Recorded information =
────────────────────

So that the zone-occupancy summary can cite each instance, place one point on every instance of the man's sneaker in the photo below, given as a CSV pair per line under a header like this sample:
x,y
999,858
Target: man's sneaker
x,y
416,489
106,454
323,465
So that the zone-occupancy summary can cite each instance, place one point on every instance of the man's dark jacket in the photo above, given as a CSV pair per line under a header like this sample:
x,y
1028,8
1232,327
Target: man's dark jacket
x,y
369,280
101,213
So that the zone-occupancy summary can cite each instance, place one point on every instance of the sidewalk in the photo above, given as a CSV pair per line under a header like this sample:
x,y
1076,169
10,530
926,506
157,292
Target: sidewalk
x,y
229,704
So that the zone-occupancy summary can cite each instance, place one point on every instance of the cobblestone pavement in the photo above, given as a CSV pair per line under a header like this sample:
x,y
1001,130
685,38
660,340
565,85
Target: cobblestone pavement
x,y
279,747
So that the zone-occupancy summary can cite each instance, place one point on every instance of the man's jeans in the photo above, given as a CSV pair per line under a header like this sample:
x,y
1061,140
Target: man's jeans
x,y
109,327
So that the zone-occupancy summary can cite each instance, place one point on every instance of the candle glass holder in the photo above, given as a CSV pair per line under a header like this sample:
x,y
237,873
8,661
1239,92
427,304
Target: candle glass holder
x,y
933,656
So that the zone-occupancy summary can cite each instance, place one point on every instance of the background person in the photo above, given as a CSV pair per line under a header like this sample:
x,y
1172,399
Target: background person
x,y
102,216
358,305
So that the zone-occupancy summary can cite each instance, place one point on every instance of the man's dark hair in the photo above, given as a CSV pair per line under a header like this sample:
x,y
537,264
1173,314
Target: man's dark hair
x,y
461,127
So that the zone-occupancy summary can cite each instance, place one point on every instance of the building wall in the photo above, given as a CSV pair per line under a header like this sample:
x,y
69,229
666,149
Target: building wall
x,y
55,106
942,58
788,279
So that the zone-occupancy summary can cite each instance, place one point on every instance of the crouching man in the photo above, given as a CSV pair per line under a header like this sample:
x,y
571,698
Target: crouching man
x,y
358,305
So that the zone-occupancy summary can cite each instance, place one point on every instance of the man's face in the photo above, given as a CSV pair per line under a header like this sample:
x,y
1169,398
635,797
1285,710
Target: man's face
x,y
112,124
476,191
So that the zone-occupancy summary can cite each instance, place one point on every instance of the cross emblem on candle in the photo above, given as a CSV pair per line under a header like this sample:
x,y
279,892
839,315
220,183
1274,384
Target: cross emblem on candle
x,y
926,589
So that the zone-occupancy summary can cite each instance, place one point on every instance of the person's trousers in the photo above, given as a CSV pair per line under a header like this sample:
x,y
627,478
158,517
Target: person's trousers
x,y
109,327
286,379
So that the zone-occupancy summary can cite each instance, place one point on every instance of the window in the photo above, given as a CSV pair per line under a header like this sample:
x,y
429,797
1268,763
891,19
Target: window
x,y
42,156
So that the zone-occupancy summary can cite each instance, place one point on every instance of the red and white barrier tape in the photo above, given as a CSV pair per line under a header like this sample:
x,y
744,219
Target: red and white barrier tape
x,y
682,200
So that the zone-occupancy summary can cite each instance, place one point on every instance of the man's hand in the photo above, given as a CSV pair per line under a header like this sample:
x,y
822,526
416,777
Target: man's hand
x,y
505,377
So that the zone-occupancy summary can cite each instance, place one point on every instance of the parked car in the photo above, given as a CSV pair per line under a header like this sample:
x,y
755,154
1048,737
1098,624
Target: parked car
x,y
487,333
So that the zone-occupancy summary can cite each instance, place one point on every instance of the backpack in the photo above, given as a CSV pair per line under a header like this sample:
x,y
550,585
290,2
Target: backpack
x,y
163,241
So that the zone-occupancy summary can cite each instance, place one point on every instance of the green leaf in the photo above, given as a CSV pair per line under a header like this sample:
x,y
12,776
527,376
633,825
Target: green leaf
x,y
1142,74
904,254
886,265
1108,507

────────────────────

Exercise instructions = Without any alteration, repeat the entire listing.

Problem solution =
So that the zone-occupancy summary can cite each instance, place one point on every instance of the man's sneaker in the photo below, given as a CSV pair per line under a header like this sample:
x,y
999,858
Target: man's sneaker
x,y
416,489
106,454
323,465
So that the zone-occupancy summary can cite each instance, place one point on every instance of the man's dark jacket in the photo above, given as a CSV pair per line under a header like this sample:
x,y
1028,8
1232,327
Target: man's dark jacket
x,y
369,280
101,213
So that the zone-occupancy summary can cite each instance, place one point on every instance of the sidewalk in the photo above, given as a CSV pair per line under a header like this sample:
x,y
1076,169
10,530
926,506
157,292
Target: sidewalk
x,y
229,704
So that the zone-occupancy summary can cite each instance, place one point on every instance of the cobblestone pavement in the photo above, given as a CSV pair per line under a header like this sample:
x,y
1001,130
685,38
660,340
565,85
Target: cobblestone pavement
x,y
279,747
So that the zone-occupancy summary can cite each instance, place one point on every instance of the man's jeans in the photo above, given as a CSV pair per line under a header like this sample:
x,y
1061,140
Target: man's jeans
x,y
109,327
So that the zone-occupancy summary can cite each instance, place one point on every instance of the candle glass holder in the photo above, given as a CSV pair per line under a header like this sample:
x,y
237,873
8,661
1239,92
427,304
Target: candle glass holder
x,y
933,656
So that the zone-occupancy summary can cite each instance, place one point on every instance of the background person in the photo above, given as a CSV pair per line under a header like this sample:
x,y
1172,399
Target: background person
x,y
102,216
358,305
So that the zone-occupancy summary can cite each instance, place one point on every instance of the man's dark hair in the photo above, given as a CSV pair per line under a header like this sample:
x,y
537,264
1173,314
Target: man's dark hair
x,y
461,127
So that the zone-occupancy summary can cite each instance, place one point on every instance of the building wall in the photo above, given as a CSV pair per line under a header like this sample:
x,y
69,229
666,149
Target: building wall
x,y
55,106
942,58
788,279
So that the zone-occupancy summary can cite each instance, place one point on every instance of the crouching man in the photo above, given as a CSV pair per line under a header like this sample:
x,y
571,698
Target: crouching man
x,y
358,305
So that the zone-occupancy summary can cite each instance, place one point on every instance of the man's face in the photo above, given as a CSV pair per line under a header like this sample:
x,y
1169,398
635,797
1285,710
Target: man's face
x,y
112,124
476,191
So that the zone-occupancy summary can cite each instance, place one point on every instance of the cross emblem on candle in the photo above, given as a CSV pair per line under a header like this sample:
x,y
279,892
839,315
220,183
1274,384
Target: cross emblem on candle
x,y
926,589
So that the zone-occupancy summary can cite each instance, place one point on every instance of the person's trousers in the photo above, given as a CSV pair per line under a header like this sample:
x,y
627,478
158,517
Target: person's trousers
x,y
109,327
286,379
So that the zone-occupancy summary can cite each instance, place one point on every instance of the window in the photo above, given as a CSV pair per line under a header like this sample:
x,y
429,797
1268,763
891,19
Target: window
x,y
42,156
So that the zone-occupancy summary can cite each instance, place one point on every instance of the red and white barrier tape in the photo above, given as a CSV pair per line under a header like this sample:
x,y
744,219
Target: red and white barrier tape
x,y
682,200
So that the zone-occupancy summary can cite each instance, place one point on every instance of the man's hand in the photo above, given as a CSV pair per line under a header like this sample:
x,y
822,526
416,777
Target: man's hand
x,y
505,377
So that the zone-occupancy summary can cite each instance, place one point on every instance of the parked car in the photo above, given as a CSV pair per line under a header like this sample:
x,y
755,154
1048,737
1098,624
Target: parked car
x,y
487,333
So that the zone-occupancy summary can cite each instance, place one point on every instance of the backpack in the photo above, given as a CSV pair per line under a header like this sample:
x,y
550,585
290,2
Target: backpack
x,y
163,241
So that the zone-occupancy summary can cite each instance, place one point on every instance of the green leaf in the photo above, given as a CSV pair per line under a header like this sample:
x,y
12,776
527,376
633,825
Target: green leaf
x,y
1142,74
904,254
886,265
1108,507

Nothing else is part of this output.